# SHORT PROBLEM:
In the items below, change every "Return" to "Provide" and write the items out again with nothing else altered.

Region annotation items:
##########
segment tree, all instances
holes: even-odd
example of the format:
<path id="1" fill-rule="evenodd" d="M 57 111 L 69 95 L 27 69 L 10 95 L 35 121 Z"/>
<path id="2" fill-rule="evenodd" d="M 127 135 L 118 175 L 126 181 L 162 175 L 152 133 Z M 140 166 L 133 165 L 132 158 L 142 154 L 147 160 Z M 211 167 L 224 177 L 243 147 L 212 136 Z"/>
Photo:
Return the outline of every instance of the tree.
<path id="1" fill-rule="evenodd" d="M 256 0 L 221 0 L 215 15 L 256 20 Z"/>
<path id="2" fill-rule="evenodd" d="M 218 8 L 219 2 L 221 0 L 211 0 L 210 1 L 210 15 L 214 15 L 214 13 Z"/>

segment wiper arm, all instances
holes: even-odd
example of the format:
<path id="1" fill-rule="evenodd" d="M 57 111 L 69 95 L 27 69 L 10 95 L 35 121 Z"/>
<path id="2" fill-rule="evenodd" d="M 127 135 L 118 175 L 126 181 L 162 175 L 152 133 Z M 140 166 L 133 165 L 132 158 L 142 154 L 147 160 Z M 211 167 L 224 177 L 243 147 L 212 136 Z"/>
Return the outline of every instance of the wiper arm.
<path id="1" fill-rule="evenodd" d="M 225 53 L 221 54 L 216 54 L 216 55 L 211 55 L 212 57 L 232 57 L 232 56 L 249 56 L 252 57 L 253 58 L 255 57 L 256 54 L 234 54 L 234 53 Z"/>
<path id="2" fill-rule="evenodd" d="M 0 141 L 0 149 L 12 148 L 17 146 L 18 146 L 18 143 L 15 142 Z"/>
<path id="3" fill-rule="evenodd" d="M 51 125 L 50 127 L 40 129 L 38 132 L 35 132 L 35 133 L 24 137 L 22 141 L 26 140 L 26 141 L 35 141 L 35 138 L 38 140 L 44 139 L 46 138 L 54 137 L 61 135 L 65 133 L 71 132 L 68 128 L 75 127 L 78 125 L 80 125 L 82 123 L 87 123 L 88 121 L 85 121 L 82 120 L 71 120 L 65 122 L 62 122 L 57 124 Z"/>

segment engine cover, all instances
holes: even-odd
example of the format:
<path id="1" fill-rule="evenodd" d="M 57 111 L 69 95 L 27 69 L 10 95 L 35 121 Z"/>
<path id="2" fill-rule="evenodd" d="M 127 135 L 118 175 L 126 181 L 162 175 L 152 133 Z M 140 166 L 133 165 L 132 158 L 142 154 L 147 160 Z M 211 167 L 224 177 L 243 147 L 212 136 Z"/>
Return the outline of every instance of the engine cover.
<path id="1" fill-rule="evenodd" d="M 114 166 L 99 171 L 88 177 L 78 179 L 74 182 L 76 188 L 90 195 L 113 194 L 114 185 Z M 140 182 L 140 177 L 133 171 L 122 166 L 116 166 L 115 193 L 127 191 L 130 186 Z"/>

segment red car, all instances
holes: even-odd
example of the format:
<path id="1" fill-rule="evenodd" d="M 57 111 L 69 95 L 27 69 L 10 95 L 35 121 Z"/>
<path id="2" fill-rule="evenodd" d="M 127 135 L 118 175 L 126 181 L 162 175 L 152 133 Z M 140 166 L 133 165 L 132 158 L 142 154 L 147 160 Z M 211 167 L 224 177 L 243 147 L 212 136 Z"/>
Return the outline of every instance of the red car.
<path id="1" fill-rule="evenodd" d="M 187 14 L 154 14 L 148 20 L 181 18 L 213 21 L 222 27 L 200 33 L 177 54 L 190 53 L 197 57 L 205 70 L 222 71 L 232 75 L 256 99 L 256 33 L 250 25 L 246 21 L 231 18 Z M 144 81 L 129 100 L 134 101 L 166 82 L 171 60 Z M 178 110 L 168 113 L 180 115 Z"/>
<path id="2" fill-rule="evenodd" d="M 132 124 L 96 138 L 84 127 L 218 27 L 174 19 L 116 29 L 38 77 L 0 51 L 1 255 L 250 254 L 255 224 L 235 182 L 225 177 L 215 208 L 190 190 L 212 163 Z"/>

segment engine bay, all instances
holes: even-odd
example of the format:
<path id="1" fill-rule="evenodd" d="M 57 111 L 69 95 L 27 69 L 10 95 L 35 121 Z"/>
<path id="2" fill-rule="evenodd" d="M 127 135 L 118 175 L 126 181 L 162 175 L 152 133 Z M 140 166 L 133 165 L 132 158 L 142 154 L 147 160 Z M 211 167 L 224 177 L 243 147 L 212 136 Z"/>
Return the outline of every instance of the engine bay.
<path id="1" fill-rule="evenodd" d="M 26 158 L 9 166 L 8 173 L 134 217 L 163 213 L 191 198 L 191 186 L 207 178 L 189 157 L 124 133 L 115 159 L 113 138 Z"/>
##########
# FULL OUTPUT:
segment tree, all instances
holes: even-odd
example of the format:
<path id="1" fill-rule="evenodd" d="M 57 111 L 69 95 L 27 69 L 10 95 L 35 121 Z"/>
<path id="2" fill-rule="evenodd" d="M 127 135 L 118 175 L 126 181 L 162 175 L 152 133 Z M 140 166 L 133 165 L 132 158 L 142 154 L 147 160 Z M 211 167 L 224 177 L 243 147 L 212 136 Z"/>
Photo:
Provide the outline of every instance of the tree.
<path id="1" fill-rule="evenodd" d="M 256 0 L 221 0 L 215 15 L 256 20 Z"/>
<path id="2" fill-rule="evenodd" d="M 218 8 L 219 2 L 221 0 L 211 0 L 210 1 L 210 15 L 214 15 L 214 13 Z"/>

segment wiper arm, all instances
holes: even-odd
example of the format:
<path id="1" fill-rule="evenodd" d="M 57 111 L 69 95 L 27 69 L 10 95 L 35 121 Z"/>
<path id="2" fill-rule="evenodd" d="M 127 135 L 118 175 L 126 181 L 162 175 L 152 133 Z M 140 166 L 133 165 L 132 158 L 142 154 L 147 160 Z M 211 167 L 224 177 L 243 147 L 212 136 Z"/>
Provide the outline of every instance of the wiper arm.
<path id="1" fill-rule="evenodd" d="M 225 53 L 221 54 L 216 54 L 216 55 L 211 55 L 212 57 L 232 57 L 232 56 L 249 56 L 252 57 L 253 58 L 255 57 L 256 54 L 234 54 L 234 53 Z"/>
<path id="2" fill-rule="evenodd" d="M 0 141 L 0 149 L 12 148 L 17 146 L 18 146 L 18 143 L 15 142 Z"/>
<path id="3" fill-rule="evenodd" d="M 51 125 L 50 127 L 40 129 L 38 132 L 35 132 L 35 133 L 24 137 L 22 141 L 26 140 L 26 141 L 35 141 L 35 138 L 38 140 L 44 139 L 46 138 L 54 137 L 61 135 L 65 133 L 71 132 L 68 128 L 75 127 L 78 125 L 80 125 L 82 123 L 87 123 L 88 121 L 85 121 L 82 120 L 71 120 L 65 122 L 62 122 L 57 124 Z"/>

segment engine cover, all instances
holes: even-odd
example of the format:
<path id="1" fill-rule="evenodd" d="M 57 111 L 69 95 L 27 69 L 10 95 L 35 121 Z"/>
<path id="2" fill-rule="evenodd" d="M 127 135 L 118 175 L 126 181 L 162 175 L 152 133 Z M 140 166 L 133 165 L 132 158 L 142 154 L 147 160 Z M 211 167 L 224 177 L 243 147 L 212 136 Z"/>
Provide the outline of every instance of the engine cover.
<path id="1" fill-rule="evenodd" d="M 114 166 L 99 171 L 88 177 L 78 179 L 74 182 L 76 188 L 90 195 L 113 194 L 114 185 Z M 140 182 L 140 177 L 133 171 L 122 166 L 116 166 L 115 193 L 127 191 L 130 186 Z"/>

segment red car, all instances
holes: even-odd
example of the format:
<path id="1" fill-rule="evenodd" d="M 57 111 L 69 95 L 27 69 L 10 95 L 35 121 Z"/>
<path id="2" fill-rule="evenodd" d="M 127 135 L 118 175 L 126 181 L 162 175 L 152 133 Z M 140 166 L 133 165 L 132 158 L 142 154 L 147 160 Z M 211 167 L 224 177 L 243 147 L 212 136 Z"/>
Provide the outline of every instance of the red car.
<path id="1" fill-rule="evenodd" d="M 187 14 L 154 14 L 148 20 L 181 18 L 213 21 L 222 27 L 200 33 L 177 54 L 190 53 L 197 57 L 205 70 L 222 71 L 232 75 L 256 99 L 256 33 L 250 25 L 246 21 L 231 18 Z M 144 81 L 129 100 L 134 101 L 166 82 L 171 60 Z M 178 110 L 168 113 L 180 115 Z"/>
<path id="2" fill-rule="evenodd" d="M 132 124 L 96 138 L 84 127 L 218 27 L 174 19 L 116 29 L 38 77 L 0 51 L 1 255 L 250 254 L 255 224 L 235 182 L 225 177 L 215 208 L 190 190 L 212 163 Z"/>

segment engine bay, all instances
holes: even-odd
example of the format:
<path id="1" fill-rule="evenodd" d="M 57 111 L 69 95 L 27 69 L 10 95 L 35 121 Z"/>
<path id="2" fill-rule="evenodd" d="M 127 135 L 118 175 L 126 181 L 162 175 L 152 133 Z M 140 166 L 133 165 L 132 158 L 142 154 L 147 160 Z M 211 167 L 224 177 L 243 147 L 212 136 Z"/>
Provide the outline of every instance of the engine bay.
<path id="1" fill-rule="evenodd" d="M 26 158 L 9 166 L 8 173 L 134 217 L 163 213 L 191 198 L 191 186 L 207 178 L 189 157 L 124 133 L 115 159 L 113 138 Z"/>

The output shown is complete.